▶ **Task to complete**
In the entries that follow, how many lines include "head"? Give the number and nothing else.

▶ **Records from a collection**
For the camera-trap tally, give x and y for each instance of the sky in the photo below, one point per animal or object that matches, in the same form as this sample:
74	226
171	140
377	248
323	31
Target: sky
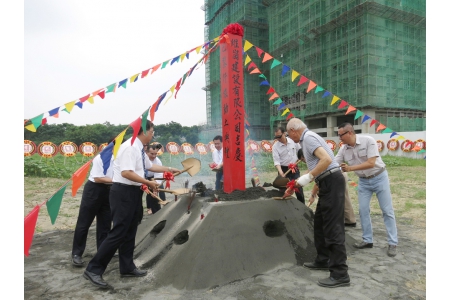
75	47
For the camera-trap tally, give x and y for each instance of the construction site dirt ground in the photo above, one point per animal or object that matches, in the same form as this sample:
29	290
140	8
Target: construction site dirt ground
49	274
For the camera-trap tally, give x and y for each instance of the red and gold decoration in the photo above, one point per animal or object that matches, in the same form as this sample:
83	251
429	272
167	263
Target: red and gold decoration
201	148
393	144
88	149
173	148
29	148
266	146
102	146
68	149
211	146
253	146
380	145
187	149
47	149
160	151
331	144
406	146
419	145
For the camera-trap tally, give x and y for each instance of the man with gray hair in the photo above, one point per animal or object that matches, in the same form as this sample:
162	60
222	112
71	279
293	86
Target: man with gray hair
329	232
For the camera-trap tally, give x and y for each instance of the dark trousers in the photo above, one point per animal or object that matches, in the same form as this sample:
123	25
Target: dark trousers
291	176
126	209
94	204
329	232
219	175
152	202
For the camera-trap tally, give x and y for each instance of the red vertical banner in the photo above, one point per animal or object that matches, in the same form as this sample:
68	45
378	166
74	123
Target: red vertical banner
233	112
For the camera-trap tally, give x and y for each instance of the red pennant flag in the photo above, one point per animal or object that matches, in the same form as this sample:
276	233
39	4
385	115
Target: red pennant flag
270	91
350	109
30	225
85	98
136	125
381	127
145	73
79	176
259	51
342	104
302	80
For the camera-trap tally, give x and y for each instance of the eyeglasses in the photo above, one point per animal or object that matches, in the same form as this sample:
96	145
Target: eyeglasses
340	135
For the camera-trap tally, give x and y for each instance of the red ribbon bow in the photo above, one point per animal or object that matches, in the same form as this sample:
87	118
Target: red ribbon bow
293	167
168	177
291	185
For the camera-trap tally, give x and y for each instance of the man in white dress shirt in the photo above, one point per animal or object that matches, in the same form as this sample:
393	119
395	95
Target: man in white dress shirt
126	208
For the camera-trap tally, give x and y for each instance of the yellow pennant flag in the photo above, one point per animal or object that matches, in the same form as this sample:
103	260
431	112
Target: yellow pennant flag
171	89
285	111
247	45
118	142
335	98
69	106
247	60
294	75
31	128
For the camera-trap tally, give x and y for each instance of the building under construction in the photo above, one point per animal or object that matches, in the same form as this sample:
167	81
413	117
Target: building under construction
370	53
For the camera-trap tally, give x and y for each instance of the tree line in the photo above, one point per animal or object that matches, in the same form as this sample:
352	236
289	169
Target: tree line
102	133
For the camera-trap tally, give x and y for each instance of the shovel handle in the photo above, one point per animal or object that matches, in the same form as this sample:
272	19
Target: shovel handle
287	172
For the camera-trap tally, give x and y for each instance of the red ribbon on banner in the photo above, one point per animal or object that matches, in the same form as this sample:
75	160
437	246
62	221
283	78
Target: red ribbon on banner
168	177
293	167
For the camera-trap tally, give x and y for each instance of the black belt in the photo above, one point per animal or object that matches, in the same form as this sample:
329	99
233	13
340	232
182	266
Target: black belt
128	185
372	176
326	173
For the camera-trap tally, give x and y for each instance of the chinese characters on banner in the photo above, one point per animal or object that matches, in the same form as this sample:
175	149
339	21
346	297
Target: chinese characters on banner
232	92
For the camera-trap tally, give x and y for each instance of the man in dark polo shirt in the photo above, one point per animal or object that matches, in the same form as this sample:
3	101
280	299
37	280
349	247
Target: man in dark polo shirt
329	232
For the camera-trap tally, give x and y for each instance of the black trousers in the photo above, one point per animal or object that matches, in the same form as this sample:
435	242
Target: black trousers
329	232
152	202
291	176
126	209
94	204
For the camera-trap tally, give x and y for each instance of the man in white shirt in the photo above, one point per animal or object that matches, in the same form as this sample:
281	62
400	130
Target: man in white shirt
126	208
284	153
217	156
94	204
152	203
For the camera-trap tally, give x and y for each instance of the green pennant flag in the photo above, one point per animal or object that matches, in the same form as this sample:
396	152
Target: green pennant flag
358	114
318	89
165	64
275	63
144	120
111	88
37	121
54	203
278	101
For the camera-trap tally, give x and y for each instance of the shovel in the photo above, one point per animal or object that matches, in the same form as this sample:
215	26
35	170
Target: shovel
176	192
191	165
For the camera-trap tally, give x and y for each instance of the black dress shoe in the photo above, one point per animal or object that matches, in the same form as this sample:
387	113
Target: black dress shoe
77	261
363	245
334	282
135	273
95	279
315	266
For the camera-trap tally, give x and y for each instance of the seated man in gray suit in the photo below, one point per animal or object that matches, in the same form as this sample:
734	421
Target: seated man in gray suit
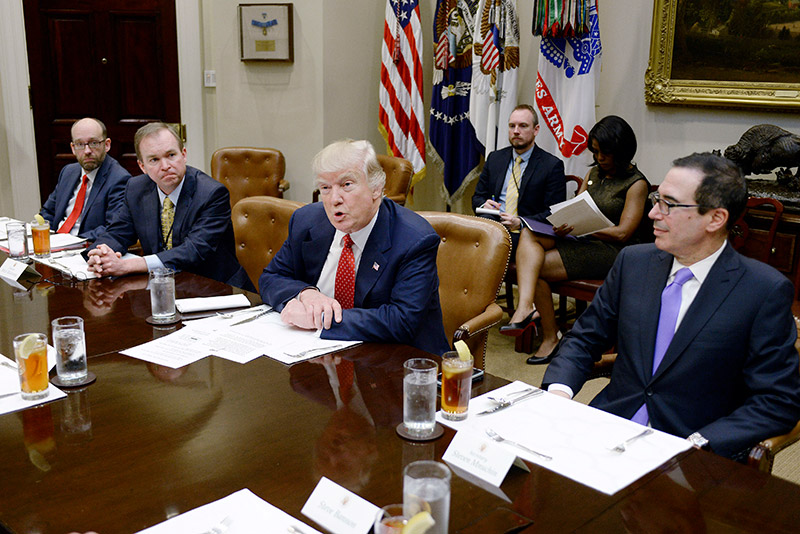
90	191
705	336
181	216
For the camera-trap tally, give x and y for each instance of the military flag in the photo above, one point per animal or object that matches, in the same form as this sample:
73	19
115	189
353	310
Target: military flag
453	145
495	65
565	94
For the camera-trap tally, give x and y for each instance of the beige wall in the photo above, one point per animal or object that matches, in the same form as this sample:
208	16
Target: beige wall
331	90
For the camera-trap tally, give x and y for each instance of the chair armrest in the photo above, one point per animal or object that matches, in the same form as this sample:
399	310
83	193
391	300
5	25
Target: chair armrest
483	321
763	454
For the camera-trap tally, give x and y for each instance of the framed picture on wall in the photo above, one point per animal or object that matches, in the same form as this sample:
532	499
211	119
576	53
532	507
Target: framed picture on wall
727	53
266	32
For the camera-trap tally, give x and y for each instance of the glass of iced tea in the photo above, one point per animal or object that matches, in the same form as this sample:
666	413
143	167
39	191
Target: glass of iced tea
456	386
40	231
31	354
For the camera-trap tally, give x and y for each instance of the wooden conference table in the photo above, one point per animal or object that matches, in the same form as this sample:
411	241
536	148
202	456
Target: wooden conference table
145	443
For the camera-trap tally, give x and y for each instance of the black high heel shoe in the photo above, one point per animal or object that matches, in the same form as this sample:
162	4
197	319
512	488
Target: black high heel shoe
517	329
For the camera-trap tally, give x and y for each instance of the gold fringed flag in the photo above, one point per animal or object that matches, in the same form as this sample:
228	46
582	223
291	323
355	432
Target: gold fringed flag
561	18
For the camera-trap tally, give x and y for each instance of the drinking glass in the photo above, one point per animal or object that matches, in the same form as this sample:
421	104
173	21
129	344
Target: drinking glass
162	295
426	486
17	241
69	341
419	396
41	239
31	354
390	520
456	386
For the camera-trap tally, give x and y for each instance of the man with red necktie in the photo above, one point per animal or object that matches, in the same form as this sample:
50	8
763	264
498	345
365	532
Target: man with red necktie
705	336
88	192
356	264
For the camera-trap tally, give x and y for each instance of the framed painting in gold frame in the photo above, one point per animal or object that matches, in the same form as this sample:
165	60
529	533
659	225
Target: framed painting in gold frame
266	32
724	53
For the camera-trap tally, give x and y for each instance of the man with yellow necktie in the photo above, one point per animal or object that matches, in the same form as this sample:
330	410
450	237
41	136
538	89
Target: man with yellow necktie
181	216
522	179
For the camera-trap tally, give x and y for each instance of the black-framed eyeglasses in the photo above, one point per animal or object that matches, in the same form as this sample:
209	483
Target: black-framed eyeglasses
665	205
94	145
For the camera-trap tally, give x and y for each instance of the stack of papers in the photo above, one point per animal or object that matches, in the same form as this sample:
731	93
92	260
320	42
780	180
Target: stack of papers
581	213
238	513
579	438
241	336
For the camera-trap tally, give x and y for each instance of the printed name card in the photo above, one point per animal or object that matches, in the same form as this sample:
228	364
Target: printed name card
339	510
479	456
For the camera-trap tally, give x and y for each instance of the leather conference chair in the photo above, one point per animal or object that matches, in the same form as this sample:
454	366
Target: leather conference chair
249	172
260	226
470	245
398	179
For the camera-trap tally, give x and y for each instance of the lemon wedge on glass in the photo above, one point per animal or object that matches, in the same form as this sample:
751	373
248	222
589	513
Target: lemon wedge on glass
27	346
463	350
419	523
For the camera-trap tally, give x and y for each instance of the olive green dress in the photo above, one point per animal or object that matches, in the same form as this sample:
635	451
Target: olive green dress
589	257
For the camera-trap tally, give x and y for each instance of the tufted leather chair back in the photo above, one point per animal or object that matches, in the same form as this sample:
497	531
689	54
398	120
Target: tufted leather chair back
472	260
398	177
248	172
260	226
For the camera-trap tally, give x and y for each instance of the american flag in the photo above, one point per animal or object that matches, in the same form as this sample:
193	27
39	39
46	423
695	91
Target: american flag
491	50
401	111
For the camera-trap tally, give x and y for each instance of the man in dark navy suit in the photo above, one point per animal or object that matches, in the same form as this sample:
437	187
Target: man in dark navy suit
181	216
357	264
713	358
525	188
88	192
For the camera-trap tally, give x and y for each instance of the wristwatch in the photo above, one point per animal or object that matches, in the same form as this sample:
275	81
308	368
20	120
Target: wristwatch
699	441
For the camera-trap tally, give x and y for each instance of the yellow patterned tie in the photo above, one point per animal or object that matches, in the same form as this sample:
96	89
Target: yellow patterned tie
167	217
512	191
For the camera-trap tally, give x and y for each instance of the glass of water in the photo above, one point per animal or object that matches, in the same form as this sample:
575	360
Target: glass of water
162	295
419	397
70	344
17	241
426	486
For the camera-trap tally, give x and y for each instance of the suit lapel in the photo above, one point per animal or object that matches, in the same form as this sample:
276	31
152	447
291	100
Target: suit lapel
715	289
150	233
373	259
183	207
97	186
315	250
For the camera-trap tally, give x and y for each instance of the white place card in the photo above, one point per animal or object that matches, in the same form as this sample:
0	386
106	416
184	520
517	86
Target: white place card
339	510
480	456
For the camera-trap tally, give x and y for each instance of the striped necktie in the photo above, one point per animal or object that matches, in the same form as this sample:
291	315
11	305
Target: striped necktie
167	218
512	191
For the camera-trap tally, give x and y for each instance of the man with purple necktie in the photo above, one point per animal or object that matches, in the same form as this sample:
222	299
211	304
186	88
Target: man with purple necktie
705	337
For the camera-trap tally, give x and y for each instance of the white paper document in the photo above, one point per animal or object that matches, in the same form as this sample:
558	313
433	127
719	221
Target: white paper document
237	339
580	212
70	263
211	303
579	438
10	398
242	512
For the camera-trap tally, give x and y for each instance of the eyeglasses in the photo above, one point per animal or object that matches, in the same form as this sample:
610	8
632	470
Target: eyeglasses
665	205
94	145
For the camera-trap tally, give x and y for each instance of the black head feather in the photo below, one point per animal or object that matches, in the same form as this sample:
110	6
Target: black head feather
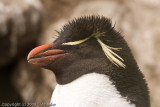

▶ **Answer to this task**
2